### Task input

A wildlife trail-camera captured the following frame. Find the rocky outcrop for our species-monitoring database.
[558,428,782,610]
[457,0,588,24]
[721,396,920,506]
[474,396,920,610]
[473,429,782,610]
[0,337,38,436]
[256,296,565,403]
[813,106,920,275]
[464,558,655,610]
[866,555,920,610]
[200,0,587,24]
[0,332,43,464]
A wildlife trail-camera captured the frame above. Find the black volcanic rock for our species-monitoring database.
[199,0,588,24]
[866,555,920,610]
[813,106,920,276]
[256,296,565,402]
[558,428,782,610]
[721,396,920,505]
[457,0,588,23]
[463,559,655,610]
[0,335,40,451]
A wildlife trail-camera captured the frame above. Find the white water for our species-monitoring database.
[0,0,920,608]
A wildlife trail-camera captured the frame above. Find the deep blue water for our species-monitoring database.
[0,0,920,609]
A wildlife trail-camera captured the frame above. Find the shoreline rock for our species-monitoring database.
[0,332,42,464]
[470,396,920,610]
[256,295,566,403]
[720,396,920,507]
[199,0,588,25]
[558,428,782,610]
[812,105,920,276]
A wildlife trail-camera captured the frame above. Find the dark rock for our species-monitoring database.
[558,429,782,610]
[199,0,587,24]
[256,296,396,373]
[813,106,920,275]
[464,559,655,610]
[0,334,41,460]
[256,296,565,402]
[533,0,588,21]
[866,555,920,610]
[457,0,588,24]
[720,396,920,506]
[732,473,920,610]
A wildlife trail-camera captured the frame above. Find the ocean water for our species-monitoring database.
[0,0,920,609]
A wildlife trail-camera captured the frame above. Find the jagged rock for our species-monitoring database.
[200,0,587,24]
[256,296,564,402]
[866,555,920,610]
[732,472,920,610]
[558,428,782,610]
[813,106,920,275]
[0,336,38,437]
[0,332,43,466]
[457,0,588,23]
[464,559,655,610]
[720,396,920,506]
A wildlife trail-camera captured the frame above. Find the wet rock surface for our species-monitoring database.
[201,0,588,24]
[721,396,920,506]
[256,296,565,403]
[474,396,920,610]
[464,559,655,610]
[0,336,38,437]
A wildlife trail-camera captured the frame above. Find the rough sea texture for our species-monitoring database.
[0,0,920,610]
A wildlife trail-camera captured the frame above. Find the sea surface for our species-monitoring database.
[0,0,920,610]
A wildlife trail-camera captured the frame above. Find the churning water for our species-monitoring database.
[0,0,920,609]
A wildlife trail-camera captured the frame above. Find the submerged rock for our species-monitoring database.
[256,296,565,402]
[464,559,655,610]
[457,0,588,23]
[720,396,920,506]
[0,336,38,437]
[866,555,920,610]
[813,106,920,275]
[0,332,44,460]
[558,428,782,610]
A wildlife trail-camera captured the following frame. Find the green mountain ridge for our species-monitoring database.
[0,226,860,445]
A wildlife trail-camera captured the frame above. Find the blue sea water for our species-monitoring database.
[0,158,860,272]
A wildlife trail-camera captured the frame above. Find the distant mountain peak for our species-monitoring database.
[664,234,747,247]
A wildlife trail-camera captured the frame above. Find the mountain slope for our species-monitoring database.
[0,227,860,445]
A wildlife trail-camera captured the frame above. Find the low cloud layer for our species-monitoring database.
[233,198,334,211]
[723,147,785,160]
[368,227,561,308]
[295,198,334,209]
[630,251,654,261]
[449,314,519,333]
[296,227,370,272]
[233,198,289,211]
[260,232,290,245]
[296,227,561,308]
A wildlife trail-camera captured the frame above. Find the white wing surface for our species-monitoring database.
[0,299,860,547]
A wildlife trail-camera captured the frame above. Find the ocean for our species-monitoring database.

######

- Do this
Could you convert all of the data above into a numbered list, omitting any blank lines?

- Correct result
1. A wildlife trail-camera captured the following frame. Find the rocky outcrop for our species-monitoring database.
2. [558,428,782,610]
3. [457,0,588,24]
4. [721,396,920,506]
5. [474,396,920,610]
6. [473,429,782,610]
7. [0,337,38,436]
8. [256,296,565,403]
9. [813,106,920,275]
10. [464,558,655,610]
11. [866,555,920,610]
12. [200,0,587,24]
13. [0,332,43,464]
14. A wildlife trail-camera captured the frame above. Find the black volcanic rock for our species-monitoring database.
15. [199,0,588,24]
16. [866,555,920,610]
17. [813,106,920,276]
18. [256,296,565,402]
19. [558,428,782,610]
20. [721,396,920,505]
21. [457,0,588,23]
22. [463,559,655,610]
23. [0,335,40,451]
24. A wildlife trail-camera captured the frame above. Find the white water for our species-monitoring database.
25. [0,0,920,608]
26. A wildlife trail-camera captured the frame above. Find the deep blue water for our species-monitoring database.
27. [0,0,920,609]
28. A wildlife trail-camera captured the frame above. Find the shoreline rock for our species-monitoring database.
29. [0,332,42,464]
30. [470,396,920,610]
31. [256,295,566,403]
32. [720,396,920,507]
33. [199,0,588,25]
34. [558,428,782,610]
35. [812,105,920,276]
36. A wildlife trail-camera captured the frame above. Find the dark rock for our species-monitoring database.
37. [558,429,782,610]
38. [199,0,587,24]
39. [256,296,396,373]
40. [813,106,920,275]
41. [464,559,655,610]
42. [0,334,41,460]
43. [256,296,565,402]
44. [533,0,588,21]
45. [866,555,920,610]
46. [457,0,588,24]
47. [720,396,920,506]
48. [732,473,920,610]
49. A wildlife trail-camera captured the frame above. Find the ocean water for our species-monitoring database.
50. [0,0,920,609]
51. A wildlife trail-camera captured the frame above. Find the jagged rock for our species-monitoring database.
52. [200,0,587,24]
53. [256,296,564,402]
54. [866,555,920,610]
55. [732,472,920,610]
56. [558,428,782,610]
57. [813,106,920,275]
58. [0,336,38,437]
59. [0,332,43,466]
60. [457,0,588,23]
61. [464,559,655,610]
62. [720,396,920,506]
63. A wildlife trail-camera captured the frame above. Find the wet rock surface for our species-monitoring database.
64. [201,0,588,24]
65. [721,396,920,506]
66. [256,296,565,403]
67. [474,396,920,610]
68. [464,559,655,610]
69. [0,336,38,437]
70. A wildlife trail-camera captured the frame above. Find the rough sea texture for our species-monitoring database.
71. [0,0,920,610]
72. A wildlife trail-camera captured the frame above. Find the sea surface for our species-monitoring database.
73. [0,0,920,610]
74. A wildlife trail-camera captured the frame above. Find the churning water for our species-monitoring database.
75. [0,0,920,609]
76. A wildlife trail-camera captured the frame above. Find the submerged rock for our species-monitoring database.
77. [256,296,565,402]
78. [464,559,655,610]
79. [457,0,588,23]
80. [720,396,920,506]
81. [0,336,38,437]
82. [866,555,920,610]
83. [813,106,920,275]
84. [0,332,44,460]
85. [558,428,782,610]
86. A wildlife trail-camera captured the following frame. Find the green mountain ridge for our species-monitoring database.
87. [0,226,860,445]
88. A wildlife trail-camera captured the frame above. Find the blue sea water for our species-monitoring database.
89. [0,158,860,272]
90. A wildlife trail-camera captured the frame above. Find the distant mountain peak for our species-monitoring database.
91. [664,234,747,247]
92. A wildlife trail-camera captured the frame above. Find the mountain slope for our species-monitoring database.
93. [0,227,860,445]
94. A wildlife trail-camera captured the frame above. Find the low cloud layer for our species-monitoring database.
95. [233,198,334,211]
96. [723,147,785,160]
97. [368,227,561,308]
98. [295,198,334,209]
99. [630,251,654,261]
100. [449,314,519,333]
101. [296,227,370,272]
102. [233,198,289,211]
103. [260,232,290,245]
104. [296,227,561,308]
105. A wildlife trail-camera captured the frame above. Find the white wing surface for our species-monitoring database.
106. [0,299,860,547]
107. A wildlife trail-camera captured the frame above. Find the ocean for our species-monitoring database.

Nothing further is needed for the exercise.